**WHAT IS ASKED**
Can you copy this stretch of the forum thread on the mill's binding leadscrew verbatim, from "## Les Shelley (May" to "Haines (May 13, 2014)"?

**GIVEN TEXT**
Don't be so quick to scrap it! Do you have a lathe or know someone who has one? You can fix the end by truing it up and making a bushing/adapter. You don't use the anti-backlash screw too often, so if you can also true up the circumference on said lathe, you should be in good shape....at least enough to have a useful hobby machine.


----------



## eddysykes (Apr 15, 2014)

thats a good idea.. rebore the spanner holes, silver solder up some meat on the deformed sections... Good as new
Thanks.. Ill do just that..
I have a clausing so its I can turn it .. right after I fix the veri drive!! Hmmmm, old machines... Sometimes I wonder..


----------



## Les Shelley (May 13, 2014)

Just joined this morning. I have exactly the same situation on my VN12. First day,showing the new toy off etc. Anyway it looks like you got through it. Any shortcuts? Or do I just need to get table off and go to it? 

 Les


----------



## Cal Haines (May 13, 2014)

Les Shelley said:


> Just joined this morning. I have exactly the same situation on my VN12. First day,showing the new toy off etc. Anyway it looks like you got through it. Any shortcuts? Or do I just need to get table off and go to it?
> 
> Les


Hi Les,

Welcome aboard!  Sorry to hear that you're off to a rough start.

You don't necessarily need to remove the table.  Try taking the gib out first (see post #15) and see if that loosens things up.  Eddy's problems were complicated by the fact that the lock-ring on his backlash adjustment nut was left loose and allowed the nut to bind the leadscrew up; hopefully you won't have the same problem.  Let me know if that works.

_Cal_


----------



## Les Shelley (Jul 16, 2014)

**INFORMATION GIVEN**
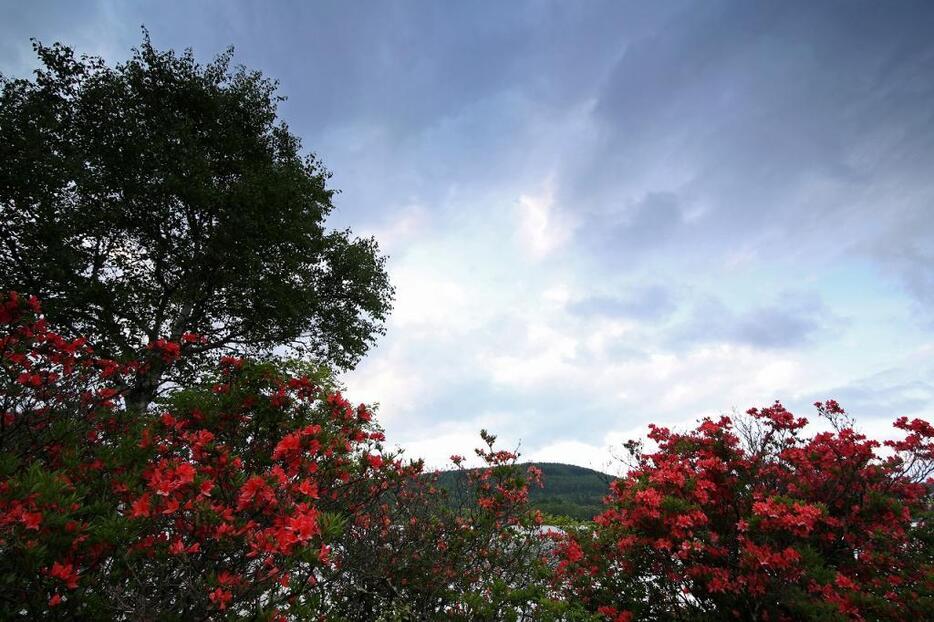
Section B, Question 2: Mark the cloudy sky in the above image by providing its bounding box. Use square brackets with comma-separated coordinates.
[0, 0, 934, 470]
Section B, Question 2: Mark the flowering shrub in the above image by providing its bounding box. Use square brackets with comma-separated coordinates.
[0, 294, 564, 620]
[0, 293, 934, 622]
[556, 401, 934, 622]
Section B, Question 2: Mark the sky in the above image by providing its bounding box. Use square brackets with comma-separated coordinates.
[0, 0, 934, 472]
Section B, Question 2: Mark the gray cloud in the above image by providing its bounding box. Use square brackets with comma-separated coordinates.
[568, 285, 676, 320]
[667, 295, 842, 349]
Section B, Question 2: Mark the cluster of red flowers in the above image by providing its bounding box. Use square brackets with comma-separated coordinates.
[0, 294, 416, 615]
[0, 294, 934, 622]
[557, 401, 934, 620]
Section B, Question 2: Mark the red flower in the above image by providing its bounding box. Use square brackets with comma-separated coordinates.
[208, 588, 233, 610]
[130, 492, 152, 518]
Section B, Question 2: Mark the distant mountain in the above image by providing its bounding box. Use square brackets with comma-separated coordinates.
[438, 462, 615, 520]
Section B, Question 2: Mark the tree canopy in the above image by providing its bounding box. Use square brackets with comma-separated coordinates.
[0, 34, 393, 412]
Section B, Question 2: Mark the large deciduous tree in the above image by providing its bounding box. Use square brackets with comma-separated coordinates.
[0, 34, 392, 407]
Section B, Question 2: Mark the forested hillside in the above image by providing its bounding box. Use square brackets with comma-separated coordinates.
[440, 462, 614, 520]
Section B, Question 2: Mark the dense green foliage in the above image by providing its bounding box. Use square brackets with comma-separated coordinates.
[439, 462, 613, 520]
[0, 36, 392, 406]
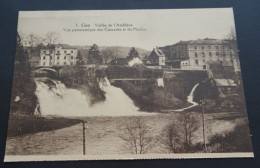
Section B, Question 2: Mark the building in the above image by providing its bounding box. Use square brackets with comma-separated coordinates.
[39, 44, 77, 66]
[160, 38, 240, 71]
[110, 57, 143, 67]
[148, 47, 166, 66]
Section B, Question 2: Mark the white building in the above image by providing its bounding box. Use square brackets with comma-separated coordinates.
[39, 44, 77, 66]
[160, 39, 240, 71]
[149, 47, 165, 66]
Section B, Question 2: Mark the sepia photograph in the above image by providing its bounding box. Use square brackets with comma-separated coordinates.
[5, 8, 254, 162]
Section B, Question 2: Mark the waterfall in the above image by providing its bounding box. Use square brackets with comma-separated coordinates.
[174, 83, 199, 111]
[35, 78, 150, 116]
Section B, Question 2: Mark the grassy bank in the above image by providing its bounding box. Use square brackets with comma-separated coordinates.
[7, 114, 81, 137]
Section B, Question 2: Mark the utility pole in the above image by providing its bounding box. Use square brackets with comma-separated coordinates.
[201, 100, 207, 153]
[82, 121, 86, 155]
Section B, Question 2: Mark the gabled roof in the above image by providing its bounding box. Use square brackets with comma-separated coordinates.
[42, 44, 77, 49]
[153, 47, 165, 57]
[214, 79, 237, 86]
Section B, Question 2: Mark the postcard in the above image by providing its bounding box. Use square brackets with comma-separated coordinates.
[5, 8, 254, 162]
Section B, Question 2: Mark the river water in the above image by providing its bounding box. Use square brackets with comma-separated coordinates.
[35, 78, 151, 116]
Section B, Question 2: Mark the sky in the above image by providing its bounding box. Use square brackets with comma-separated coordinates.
[18, 8, 235, 50]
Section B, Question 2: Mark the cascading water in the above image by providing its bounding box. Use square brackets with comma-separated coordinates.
[35, 78, 150, 116]
[174, 83, 199, 111]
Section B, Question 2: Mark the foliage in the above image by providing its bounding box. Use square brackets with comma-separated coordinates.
[76, 51, 84, 66]
[10, 34, 37, 114]
[160, 121, 181, 153]
[87, 44, 103, 65]
[209, 120, 252, 152]
[44, 31, 60, 45]
[127, 47, 139, 59]
[102, 48, 116, 64]
[160, 112, 200, 153]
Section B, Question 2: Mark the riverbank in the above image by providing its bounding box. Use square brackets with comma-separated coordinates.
[7, 113, 81, 137]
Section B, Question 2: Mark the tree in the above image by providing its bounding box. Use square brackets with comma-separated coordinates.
[87, 44, 103, 65]
[44, 31, 60, 45]
[27, 33, 42, 49]
[76, 51, 84, 66]
[127, 47, 139, 59]
[160, 121, 181, 153]
[178, 112, 200, 152]
[102, 48, 115, 64]
[225, 28, 240, 71]
[11, 33, 37, 114]
[120, 118, 156, 154]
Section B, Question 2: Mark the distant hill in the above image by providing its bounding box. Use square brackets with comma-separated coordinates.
[73, 46, 151, 58]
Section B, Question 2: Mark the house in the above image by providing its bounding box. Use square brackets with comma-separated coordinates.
[160, 38, 240, 71]
[110, 57, 143, 67]
[148, 47, 165, 66]
[39, 44, 77, 66]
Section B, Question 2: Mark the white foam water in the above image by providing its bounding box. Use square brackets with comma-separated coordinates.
[35, 78, 151, 116]
[174, 83, 199, 112]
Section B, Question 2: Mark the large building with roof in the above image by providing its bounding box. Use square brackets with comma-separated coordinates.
[160, 39, 240, 71]
[39, 44, 77, 66]
[149, 47, 166, 66]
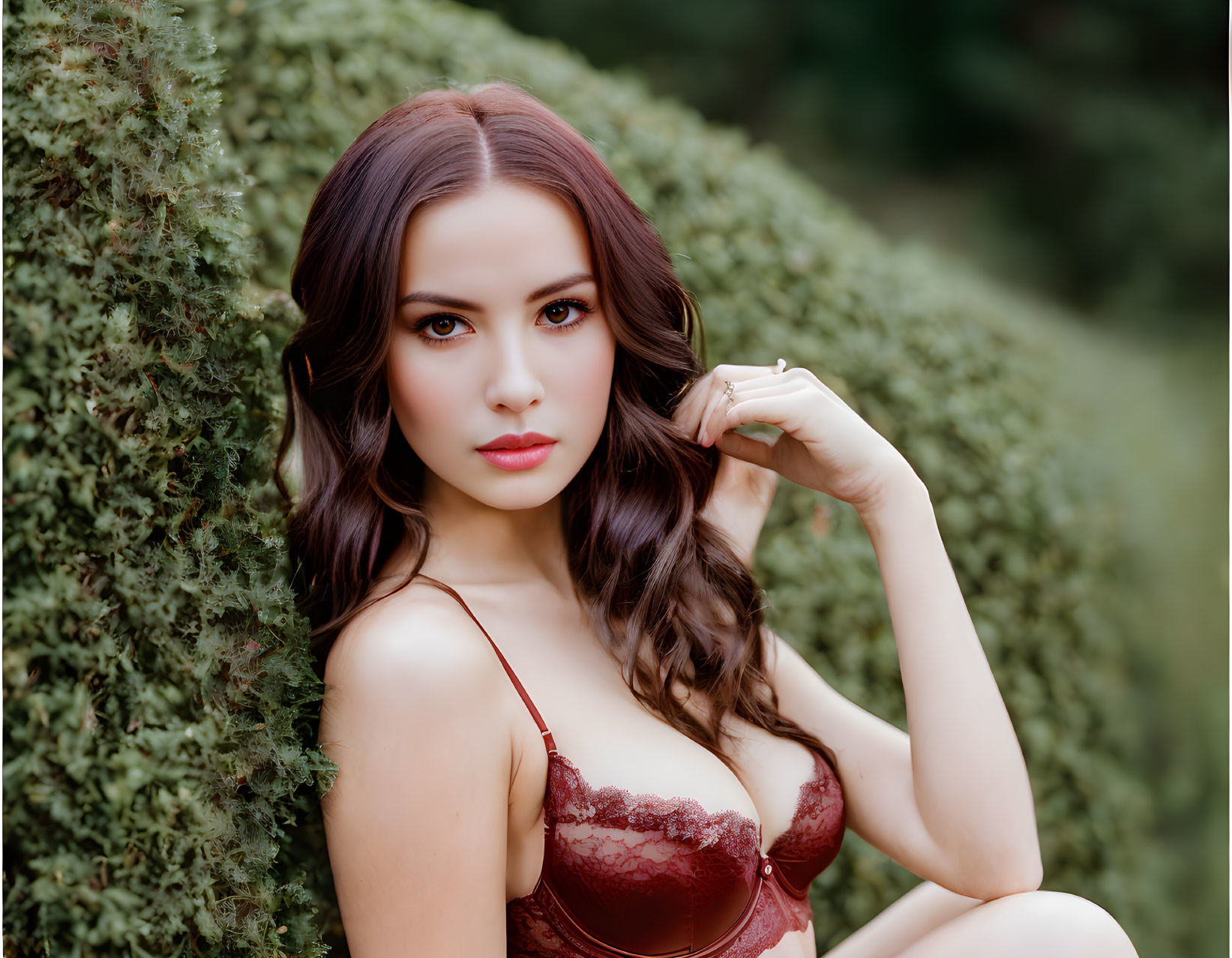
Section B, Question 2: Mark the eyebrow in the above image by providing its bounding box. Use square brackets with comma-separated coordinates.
[395, 274, 595, 313]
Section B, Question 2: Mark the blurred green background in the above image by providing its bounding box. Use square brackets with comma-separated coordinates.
[464, 0, 1228, 340]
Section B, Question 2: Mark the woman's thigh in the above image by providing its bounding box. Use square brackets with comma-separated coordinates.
[887, 891, 1137, 958]
[823, 882, 983, 958]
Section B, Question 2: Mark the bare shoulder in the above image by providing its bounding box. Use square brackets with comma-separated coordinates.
[320, 573, 512, 958]
[324, 573, 502, 691]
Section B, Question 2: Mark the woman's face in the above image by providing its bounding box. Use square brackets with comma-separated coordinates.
[385, 184, 616, 508]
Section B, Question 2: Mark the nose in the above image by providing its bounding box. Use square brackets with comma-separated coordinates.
[487, 324, 544, 412]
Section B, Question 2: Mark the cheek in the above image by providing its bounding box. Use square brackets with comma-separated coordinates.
[559, 339, 615, 429]
[385, 357, 457, 445]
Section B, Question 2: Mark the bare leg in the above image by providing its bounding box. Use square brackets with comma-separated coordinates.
[897, 891, 1138, 958]
[823, 882, 985, 958]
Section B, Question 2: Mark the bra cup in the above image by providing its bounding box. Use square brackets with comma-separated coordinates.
[544, 828, 759, 956]
[544, 753, 760, 956]
[769, 759, 847, 898]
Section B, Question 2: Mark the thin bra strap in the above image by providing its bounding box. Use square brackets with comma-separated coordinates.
[415, 573, 556, 755]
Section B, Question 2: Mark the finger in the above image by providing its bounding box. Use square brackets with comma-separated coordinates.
[697, 387, 730, 446]
[715, 433, 778, 470]
[716, 389, 801, 435]
[695, 366, 799, 446]
[671, 364, 776, 435]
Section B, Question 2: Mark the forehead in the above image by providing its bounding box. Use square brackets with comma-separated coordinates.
[400, 184, 592, 286]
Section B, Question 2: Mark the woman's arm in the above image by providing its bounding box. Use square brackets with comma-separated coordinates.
[858, 469, 1042, 887]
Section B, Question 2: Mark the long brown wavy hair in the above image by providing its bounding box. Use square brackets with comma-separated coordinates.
[274, 81, 834, 772]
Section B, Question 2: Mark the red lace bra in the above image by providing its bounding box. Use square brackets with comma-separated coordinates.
[418, 573, 847, 958]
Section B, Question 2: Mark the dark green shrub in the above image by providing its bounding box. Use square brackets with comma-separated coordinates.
[4, 0, 328, 958]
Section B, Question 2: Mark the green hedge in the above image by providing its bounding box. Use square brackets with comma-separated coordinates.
[5, 0, 1192, 956]
[4, 2, 324, 958]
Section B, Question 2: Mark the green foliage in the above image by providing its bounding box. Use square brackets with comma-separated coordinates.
[4, 0, 1184, 956]
[4, 0, 322, 957]
[467, 0, 1228, 339]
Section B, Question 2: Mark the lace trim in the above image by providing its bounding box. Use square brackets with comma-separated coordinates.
[505, 881, 813, 958]
[769, 753, 845, 864]
[544, 753, 761, 860]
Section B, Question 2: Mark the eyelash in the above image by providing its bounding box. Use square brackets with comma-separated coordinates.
[410, 299, 594, 346]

**COMPLETED TASK**
## Les Shelley (May 13, 2014)

Just joined this morning. I have exactly the same situation on my VN12. First day,showing the new toy off etc. Anyway it looks like you got through it. Any shortcuts? Or do I just need to get table off and go to it? 

 Les


----------



## Cal Haines (May 13, 2014)